*Input data:*
--- start ---

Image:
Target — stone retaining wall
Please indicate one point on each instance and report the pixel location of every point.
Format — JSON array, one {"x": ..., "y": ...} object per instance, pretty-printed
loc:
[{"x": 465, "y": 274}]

--- end ---

*What the task requires:*
Can you rewrite the listing above with "stone retaining wall" changed to "concrete retaining wall" and everything else left the same?

*The output:*
Image:
Target — concrete retaining wall
Please indicate one point on each instance and report the pixel location of every point.
Format — JSON array, one {"x": ..., "y": ...} object per instance, pretty-printed
loc:
[{"x": 465, "y": 274}]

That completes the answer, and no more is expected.